Copy out the records below, changing each "marker" to "dot" and leaving everything else as it is. Don't include the pictures.

>> Begin

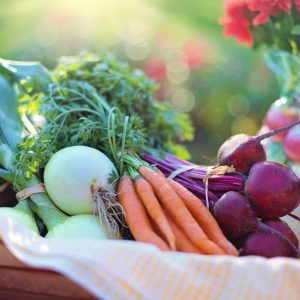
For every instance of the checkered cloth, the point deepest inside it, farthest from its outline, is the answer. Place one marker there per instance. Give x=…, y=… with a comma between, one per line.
x=130, y=270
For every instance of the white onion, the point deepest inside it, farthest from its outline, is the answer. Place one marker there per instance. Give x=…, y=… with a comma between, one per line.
x=19, y=217
x=80, y=226
x=77, y=179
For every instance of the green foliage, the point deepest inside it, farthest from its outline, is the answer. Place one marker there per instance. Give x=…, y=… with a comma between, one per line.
x=10, y=123
x=98, y=102
x=286, y=68
x=32, y=76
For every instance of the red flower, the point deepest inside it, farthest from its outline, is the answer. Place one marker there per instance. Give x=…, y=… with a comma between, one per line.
x=267, y=8
x=156, y=69
x=241, y=14
x=237, y=21
x=297, y=3
x=193, y=54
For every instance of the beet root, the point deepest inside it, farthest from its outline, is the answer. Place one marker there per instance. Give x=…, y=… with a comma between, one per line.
x=292, y=144
x=235, y=215
x=273, y=189
x=284, y=229
x=242, y=152
x=280, y=114
x=267, y=245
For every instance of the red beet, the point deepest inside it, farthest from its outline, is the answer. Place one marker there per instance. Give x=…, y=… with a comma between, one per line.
x=267, y=245
x=280, y=114
x=243, y=151
x=292, y=144
x=235, y=215
x=273, y=189
x=283, y=228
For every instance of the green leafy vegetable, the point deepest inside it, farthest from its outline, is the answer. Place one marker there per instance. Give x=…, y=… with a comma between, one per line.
x=10, y=123
x=98, y=102
x=32, y=76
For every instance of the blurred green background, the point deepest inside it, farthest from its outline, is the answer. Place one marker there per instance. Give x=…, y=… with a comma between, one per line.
x=225, y=87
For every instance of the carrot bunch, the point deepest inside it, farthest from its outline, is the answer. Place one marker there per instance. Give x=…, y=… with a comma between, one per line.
x=162, y=212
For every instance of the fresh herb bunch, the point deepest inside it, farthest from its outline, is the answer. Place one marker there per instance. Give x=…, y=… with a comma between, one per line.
x=97, y=102
x=133, y=93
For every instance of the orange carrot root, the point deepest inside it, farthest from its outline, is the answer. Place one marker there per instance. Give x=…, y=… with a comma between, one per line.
x=136, y=215
x=154, y=209
x=179, y=212
x=204, y=218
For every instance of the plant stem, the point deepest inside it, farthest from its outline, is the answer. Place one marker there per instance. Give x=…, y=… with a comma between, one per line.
x=276, y=131
x=44, y=207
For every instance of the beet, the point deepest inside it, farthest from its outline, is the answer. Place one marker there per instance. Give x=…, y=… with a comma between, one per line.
x=273, y=189
x=283, y=228
x=235, y=215
x=267, y=245
x=243, y=151
x=292, y=144
x=280, y=114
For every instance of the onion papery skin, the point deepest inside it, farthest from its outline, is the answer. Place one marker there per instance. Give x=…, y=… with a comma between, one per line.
x=74, y=174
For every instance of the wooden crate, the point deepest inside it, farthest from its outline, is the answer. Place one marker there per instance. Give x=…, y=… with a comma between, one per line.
x=19, y=281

>> End

[Full answer]
For every instance of the checkered cloth, the point deepest inside it, farthest from its outline, is the answer. Place one dot there per instance. Give x=…, y=… with a comma between, one per line.
x=130, y=270
For every instance of the white onion, the point deepest inside it, farthest from its outline, is the answer. Place one dot there per instance. Give x=…, y=… with a comma between, one per line.
x=19, y=217
x=80, y=226
x=77, y=179
For every instance of the green foliage, the point deepest inside it, farthest from its outline, is the answer. Place one dot there per instance. Give x=…, y=… with a comma between, one per line.
x=10, y=123
x=98, y=102
x=286, y=68
x=32, y=76
For every instance of the red flower, the point deepest inside it, farthest from its outline, is the answer. Place one dot there per instance. Give x=…, y=… with a comma between, one per line.
x=267, y=8
x=156, y=69
x=241, y=14
x=237, y=21
x=297, y=3
x=193, y=54
For every instance of the beet root, the point deepest inside it, farthest from its outline, is the answer. Place one dot there per instance. Give x=…, y=… with a comma between, one per line.
x=292, y=144
x=235, y=215
x=273, y=189
x=284, y=229
x=242, y=152
x=280, y=114
x=267, y=245
For every instance of the red beet, the point deepest inside it, farthest from its outline, is the answer. Place one dot there per instance. Give x=…, y=… with a comma between, one per line.
x=267, y=245
x=280, y=114
x=243, y=151
x=292, y=144
x=235, y=215
x=273, y=189
x=283, y=228
For every instance of the green leafy vegetable, the point deepest inside it, farthest from its outline, is the answer. Place one dot there per instance. Give x=…, y=… with a comma between, one per line.
x=10, y=123
x=98, y=102
x=32, y=76
For every instance of the blurred green background, the point deepest inside it, farthest from its outline, is the answer. Place one dot there per instance. Give x=…, y=… with a comma between, one per line.
x=225, y=87
For every instance of the carrot bunch, the point deepest inside it, farthest from its outline, is the answer. Place one dot there per instance. Give x=…, y=… with a comma between, one per line.
x=162, y=212
For every instance of the fresh herb bunch, the point deepest inside it, farthest from its outline, is the answer. Place one dot there per instance. Give x=…, y=… with a comma between, one per line.
x=97, y=102
x=133, y=93
For every instance of the orange carrot root, the point deepest inside it, farthest from its outline, is the answer. Place one dot there per instance. Give x=…, y=… with a comma between, one per line.
x=136, y=215
x=154, y=209
x=179, y=212
x=204, y=218
For every instance of the plant stem, the point deepest inside it, farthest from its outline, is the answer. Place one dot there per instance. Give x=…, y=… with a comma between, one per line.
x=276, y=131
x=44, y=207
For every instance of the beet, the point deepest inside it, farthest from its outline, is the answer. Place one dot there per instance. Give x=…, y=… with a comma between, one per line.
x=273, y=189
x=283, y=228
x=235, y=215
x=267, y=245
x=243, y=151
x=292, y=144
x=280, y=114
For every instance of the onion papery skin, the point deepest inside it, farthest from its outline, is the answer. Place one dot there per instance. Give x=…, y=… with a comma between, one per line.
x=74, y=174
For every instance of the wooden crate, the point deepest inside it, farthest from its outline, is the answer. Place one dot there per instance. Give x=…, y=… with a comma between, one per line.
x=19, y=281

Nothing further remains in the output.